Federal regulators attempt to contain fallout from SVB collapse

The bank’s assets will now be sold to the highest bidder.
article cover

Justin Sullivan/Getty Images

· 5 min read

Silicon Valley Bank, or SVB, announced late Wednesday that it had to take action on its financial position, by launching a proposed public offering of $1.25 billion of common stock. Despite the implication that the bank was in dire need of cash, SVB told investors it was a “trusted financial partner of the global innovation economy.”

Providing banking services to tech companies, especially those in the finance space, has become something investors are shying away from as the Federal Reserve, FDIC, and Office of the Comptroller of the Currency, have penned operational warnings.

SVB sold securities after venture capital funds like Peter Thiel's Founders Fund pulled deposits, and this started a bank run. As of midday Friday, SVB was closed by the California Department of Financial Protection and Innovation, and the FDIC had taken control of customer deposits, some $175 billion.

On Sunday evening, the US government informed anxious SVB depositors that they’d have access to all the money they stashed with the lender today, even if the amount exceeded the $250,000 limit insured by the FDIC. In addition to backstopping depositors, the Fed is offering additional funding to some banks to limit the contagion from spreading across the banking sector.

However, in their announcement, regulators also noted the closure of a second bank, New York-based Signature Bank, over “systemic risk.” All of Signature’s depositors will be made whole, they said.

Fintech has faced increased regulatory scrutiny as figures such as FTX’s Sam Bankman-Fried seemed to have schemed investors into financial losses.

With four additional criminal cases being brought against the cryptocurrency exchange founder, it appears regulatory agencies are still looking to go after the Wild, Wild West that the Silicon Valley tech scene has become, with an eye toward reining in some of its more questionable practices.

SVB was attempting to raise more than $2 billion in capital to cushion the impact of bond sales. Loans potentially put its stock in a vulnerable position.

The bank’s assets will now be sold to the highest bidder. The FDIC, which now controls SVB, began an auction for the bank’s assets Saturday night. The cleanest outcome would be a single buyer, but there are only a few banks big enough to realistically scoop it all up, such as JPMorgan, Citigroup, or Bank of America. As of Sunday night, no deal had been reached.

• Exercise instructions
1 – According to the SVB article, which agency closed SVB as of midday Friday?
2 – Can you translate this sentence from the SVB article into Spanish: "As of Sunday night, no deal had been reached."
The items after this point come from a separate source.

• Entries

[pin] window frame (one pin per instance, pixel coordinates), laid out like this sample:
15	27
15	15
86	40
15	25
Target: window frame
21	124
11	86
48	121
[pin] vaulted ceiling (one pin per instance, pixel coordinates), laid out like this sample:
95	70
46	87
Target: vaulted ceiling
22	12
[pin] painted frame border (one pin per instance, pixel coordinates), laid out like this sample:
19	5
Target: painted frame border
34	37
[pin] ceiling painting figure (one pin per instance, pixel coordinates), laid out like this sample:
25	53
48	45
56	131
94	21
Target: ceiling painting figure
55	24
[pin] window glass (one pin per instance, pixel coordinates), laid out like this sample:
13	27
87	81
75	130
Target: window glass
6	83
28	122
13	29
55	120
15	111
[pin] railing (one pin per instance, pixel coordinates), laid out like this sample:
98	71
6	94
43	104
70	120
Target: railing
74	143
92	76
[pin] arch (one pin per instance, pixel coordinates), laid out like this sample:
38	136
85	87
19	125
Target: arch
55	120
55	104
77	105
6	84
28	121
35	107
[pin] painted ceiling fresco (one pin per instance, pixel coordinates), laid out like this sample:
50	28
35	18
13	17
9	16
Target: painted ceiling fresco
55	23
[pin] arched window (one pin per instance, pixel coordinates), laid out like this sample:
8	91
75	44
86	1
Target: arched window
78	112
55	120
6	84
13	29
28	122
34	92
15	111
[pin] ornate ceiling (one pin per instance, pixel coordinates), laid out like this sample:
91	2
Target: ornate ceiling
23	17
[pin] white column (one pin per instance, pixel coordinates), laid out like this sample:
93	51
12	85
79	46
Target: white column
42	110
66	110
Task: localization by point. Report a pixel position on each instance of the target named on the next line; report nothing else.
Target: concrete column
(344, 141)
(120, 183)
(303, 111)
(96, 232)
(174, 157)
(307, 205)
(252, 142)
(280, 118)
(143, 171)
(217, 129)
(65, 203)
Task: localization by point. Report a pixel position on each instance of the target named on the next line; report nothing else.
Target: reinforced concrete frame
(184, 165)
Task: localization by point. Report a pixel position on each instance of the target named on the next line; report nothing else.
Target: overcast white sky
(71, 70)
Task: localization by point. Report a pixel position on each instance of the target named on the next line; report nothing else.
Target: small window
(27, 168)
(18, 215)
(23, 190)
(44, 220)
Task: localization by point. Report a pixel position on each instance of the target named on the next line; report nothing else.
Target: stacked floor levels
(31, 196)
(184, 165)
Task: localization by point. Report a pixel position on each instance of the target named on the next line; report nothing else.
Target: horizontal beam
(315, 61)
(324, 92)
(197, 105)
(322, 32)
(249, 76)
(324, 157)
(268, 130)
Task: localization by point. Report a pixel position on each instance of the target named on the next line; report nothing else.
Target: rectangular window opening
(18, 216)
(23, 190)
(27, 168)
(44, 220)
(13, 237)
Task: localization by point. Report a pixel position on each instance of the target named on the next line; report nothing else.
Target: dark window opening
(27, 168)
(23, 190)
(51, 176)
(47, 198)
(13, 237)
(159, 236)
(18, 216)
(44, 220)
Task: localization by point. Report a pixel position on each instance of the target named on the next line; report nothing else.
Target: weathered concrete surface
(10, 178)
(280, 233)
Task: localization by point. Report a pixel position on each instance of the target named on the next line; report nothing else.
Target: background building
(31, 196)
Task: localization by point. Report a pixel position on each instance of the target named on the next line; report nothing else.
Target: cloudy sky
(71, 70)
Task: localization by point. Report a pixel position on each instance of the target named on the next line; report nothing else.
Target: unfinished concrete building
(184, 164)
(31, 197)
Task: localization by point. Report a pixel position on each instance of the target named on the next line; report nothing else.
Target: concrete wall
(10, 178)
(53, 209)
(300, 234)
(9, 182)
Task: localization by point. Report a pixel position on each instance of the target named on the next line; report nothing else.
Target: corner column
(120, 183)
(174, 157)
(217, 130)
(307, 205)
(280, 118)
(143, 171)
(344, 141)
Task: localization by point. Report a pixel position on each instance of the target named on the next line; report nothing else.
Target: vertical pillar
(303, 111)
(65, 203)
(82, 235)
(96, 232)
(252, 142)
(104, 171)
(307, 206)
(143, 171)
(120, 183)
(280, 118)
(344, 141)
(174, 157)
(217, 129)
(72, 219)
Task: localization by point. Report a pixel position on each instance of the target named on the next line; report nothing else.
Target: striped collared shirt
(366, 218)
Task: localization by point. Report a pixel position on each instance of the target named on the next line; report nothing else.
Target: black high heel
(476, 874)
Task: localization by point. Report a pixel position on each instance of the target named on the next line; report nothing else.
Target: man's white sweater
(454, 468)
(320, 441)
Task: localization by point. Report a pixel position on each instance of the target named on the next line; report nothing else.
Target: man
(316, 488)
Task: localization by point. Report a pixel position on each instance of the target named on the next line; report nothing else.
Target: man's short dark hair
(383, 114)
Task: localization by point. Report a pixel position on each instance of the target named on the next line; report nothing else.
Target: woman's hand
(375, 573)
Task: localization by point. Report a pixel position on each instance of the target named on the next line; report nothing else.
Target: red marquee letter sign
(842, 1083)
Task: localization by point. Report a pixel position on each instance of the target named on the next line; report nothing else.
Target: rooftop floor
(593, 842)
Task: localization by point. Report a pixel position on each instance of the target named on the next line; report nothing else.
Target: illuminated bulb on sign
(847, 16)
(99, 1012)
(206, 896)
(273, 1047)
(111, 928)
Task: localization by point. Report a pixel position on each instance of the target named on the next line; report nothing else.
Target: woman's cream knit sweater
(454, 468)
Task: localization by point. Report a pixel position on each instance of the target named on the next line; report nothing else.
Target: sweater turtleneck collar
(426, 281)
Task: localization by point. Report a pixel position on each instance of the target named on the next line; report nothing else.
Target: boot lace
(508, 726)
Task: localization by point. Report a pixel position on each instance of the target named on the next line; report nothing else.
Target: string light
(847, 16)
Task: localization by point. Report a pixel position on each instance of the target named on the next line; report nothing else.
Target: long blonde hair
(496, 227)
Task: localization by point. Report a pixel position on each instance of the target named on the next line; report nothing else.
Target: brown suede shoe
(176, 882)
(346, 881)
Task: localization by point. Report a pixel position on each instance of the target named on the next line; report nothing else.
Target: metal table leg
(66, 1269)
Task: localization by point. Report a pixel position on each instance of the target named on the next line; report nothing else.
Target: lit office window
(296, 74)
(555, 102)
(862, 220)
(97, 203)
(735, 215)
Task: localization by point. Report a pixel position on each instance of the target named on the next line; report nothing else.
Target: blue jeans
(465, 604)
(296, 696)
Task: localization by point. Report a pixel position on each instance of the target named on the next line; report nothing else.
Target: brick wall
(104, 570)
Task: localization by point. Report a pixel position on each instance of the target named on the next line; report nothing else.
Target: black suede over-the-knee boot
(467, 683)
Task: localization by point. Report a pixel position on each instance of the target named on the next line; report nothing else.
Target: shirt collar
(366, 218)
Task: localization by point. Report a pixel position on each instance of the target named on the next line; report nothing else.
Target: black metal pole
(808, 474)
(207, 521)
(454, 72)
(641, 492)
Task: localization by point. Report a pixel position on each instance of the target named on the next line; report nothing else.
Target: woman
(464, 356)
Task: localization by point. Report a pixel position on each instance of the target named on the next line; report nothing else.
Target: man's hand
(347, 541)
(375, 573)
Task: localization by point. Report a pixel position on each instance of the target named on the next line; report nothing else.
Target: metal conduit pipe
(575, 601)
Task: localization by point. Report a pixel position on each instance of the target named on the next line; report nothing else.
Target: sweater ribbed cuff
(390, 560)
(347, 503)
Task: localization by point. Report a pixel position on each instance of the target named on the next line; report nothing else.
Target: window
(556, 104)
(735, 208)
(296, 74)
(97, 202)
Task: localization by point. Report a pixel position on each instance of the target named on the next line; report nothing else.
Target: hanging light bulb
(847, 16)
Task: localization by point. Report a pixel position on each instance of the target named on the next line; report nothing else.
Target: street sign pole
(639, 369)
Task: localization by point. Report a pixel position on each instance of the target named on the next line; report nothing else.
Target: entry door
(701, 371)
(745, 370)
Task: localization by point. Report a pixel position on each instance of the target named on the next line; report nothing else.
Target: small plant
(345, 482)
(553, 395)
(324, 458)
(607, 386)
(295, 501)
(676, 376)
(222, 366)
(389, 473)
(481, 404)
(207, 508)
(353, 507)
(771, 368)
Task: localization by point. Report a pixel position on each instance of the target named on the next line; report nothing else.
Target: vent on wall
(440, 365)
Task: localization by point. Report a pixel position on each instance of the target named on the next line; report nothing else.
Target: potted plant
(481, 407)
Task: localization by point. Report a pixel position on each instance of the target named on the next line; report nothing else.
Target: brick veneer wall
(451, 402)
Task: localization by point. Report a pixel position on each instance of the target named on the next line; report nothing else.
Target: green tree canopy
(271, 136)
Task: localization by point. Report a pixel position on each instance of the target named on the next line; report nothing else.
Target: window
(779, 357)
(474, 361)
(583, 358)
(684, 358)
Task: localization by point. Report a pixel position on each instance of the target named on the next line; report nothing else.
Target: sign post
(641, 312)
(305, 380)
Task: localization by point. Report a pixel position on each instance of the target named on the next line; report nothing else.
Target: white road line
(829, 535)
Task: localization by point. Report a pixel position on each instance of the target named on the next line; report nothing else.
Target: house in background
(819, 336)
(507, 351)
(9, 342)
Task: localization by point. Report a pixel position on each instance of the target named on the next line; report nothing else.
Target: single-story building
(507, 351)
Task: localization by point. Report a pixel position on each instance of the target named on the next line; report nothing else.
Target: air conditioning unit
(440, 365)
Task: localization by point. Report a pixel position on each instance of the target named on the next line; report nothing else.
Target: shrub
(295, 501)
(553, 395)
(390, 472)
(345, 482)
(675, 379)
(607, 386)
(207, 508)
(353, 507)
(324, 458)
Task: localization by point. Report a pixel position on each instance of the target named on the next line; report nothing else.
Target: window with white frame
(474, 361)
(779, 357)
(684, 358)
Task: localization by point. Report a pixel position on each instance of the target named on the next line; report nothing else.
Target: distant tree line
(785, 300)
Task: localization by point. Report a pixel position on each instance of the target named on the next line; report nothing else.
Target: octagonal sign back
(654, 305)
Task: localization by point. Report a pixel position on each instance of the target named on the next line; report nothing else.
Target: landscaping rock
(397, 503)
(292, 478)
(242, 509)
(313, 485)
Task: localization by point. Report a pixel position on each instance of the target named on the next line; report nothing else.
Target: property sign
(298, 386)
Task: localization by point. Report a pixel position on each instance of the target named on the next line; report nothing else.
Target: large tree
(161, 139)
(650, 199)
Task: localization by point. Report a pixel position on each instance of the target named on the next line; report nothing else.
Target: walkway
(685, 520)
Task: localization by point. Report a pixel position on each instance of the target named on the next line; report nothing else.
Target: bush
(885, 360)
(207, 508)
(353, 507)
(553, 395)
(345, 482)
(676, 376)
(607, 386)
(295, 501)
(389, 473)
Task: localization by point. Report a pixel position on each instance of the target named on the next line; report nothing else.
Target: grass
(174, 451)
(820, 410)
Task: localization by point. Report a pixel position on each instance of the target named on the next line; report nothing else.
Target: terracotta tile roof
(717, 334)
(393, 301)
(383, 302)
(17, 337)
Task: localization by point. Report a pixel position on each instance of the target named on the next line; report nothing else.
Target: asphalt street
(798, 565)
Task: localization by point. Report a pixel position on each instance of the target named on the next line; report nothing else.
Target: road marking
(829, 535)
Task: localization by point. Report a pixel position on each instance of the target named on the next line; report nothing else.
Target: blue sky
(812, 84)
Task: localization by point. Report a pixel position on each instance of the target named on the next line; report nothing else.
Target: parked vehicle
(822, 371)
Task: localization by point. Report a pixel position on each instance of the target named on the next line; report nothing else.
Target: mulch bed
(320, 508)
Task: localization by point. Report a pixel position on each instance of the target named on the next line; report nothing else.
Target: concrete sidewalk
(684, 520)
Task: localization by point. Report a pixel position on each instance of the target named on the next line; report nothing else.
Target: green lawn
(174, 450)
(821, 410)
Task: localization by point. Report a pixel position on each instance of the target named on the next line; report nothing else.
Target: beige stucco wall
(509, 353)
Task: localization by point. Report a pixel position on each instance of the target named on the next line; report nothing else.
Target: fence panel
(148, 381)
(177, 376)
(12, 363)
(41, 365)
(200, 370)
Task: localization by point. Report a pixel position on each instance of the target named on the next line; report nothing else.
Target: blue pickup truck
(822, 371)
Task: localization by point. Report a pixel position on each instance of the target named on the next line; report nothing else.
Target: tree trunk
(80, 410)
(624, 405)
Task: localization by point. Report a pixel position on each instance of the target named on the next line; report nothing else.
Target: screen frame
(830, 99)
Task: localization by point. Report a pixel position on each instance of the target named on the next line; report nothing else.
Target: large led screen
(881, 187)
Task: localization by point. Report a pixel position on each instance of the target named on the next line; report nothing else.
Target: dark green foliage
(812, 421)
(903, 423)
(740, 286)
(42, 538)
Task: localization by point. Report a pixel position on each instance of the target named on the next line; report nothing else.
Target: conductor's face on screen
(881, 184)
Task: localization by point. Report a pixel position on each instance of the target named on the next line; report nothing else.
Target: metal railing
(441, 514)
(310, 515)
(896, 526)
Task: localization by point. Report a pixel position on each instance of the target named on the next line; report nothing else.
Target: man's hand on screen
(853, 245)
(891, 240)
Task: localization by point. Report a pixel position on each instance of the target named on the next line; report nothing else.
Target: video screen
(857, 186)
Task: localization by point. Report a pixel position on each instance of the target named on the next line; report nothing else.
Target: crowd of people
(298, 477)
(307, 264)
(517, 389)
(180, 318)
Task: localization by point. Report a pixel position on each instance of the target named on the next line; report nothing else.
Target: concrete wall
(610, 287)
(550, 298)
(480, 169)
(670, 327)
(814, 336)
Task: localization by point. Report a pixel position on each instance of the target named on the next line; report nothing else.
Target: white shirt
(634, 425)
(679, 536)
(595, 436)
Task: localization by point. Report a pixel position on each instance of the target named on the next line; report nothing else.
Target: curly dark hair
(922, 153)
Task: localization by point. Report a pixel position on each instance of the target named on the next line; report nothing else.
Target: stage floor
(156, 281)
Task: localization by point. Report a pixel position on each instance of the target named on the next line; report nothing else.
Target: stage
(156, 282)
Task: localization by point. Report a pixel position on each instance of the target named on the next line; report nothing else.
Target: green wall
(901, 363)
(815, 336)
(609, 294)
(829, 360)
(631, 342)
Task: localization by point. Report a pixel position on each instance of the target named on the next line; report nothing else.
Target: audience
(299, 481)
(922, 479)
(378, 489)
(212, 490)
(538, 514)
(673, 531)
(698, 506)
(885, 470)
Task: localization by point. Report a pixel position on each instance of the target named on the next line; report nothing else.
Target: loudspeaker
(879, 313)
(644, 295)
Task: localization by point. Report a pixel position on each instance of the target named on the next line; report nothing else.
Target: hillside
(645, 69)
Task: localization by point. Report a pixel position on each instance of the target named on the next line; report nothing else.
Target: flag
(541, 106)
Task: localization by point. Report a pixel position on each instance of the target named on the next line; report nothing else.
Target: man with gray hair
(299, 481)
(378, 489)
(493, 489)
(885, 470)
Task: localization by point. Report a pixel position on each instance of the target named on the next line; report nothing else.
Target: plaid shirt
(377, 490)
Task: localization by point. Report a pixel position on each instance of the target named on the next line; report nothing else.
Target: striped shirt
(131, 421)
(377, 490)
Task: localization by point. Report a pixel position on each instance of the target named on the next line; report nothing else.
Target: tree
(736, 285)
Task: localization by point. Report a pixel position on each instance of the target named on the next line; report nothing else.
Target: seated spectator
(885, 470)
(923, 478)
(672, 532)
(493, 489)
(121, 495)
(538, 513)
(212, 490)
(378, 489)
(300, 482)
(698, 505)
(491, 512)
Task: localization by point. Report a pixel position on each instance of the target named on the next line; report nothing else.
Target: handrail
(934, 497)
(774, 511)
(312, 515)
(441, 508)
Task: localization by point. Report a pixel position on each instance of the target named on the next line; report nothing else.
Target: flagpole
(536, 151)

• Problem solutions
1 – The California Department of Financial Protection and Innovation.

2 – Hasta el domingo por la noche, no se había llegado a ningún acuerdo.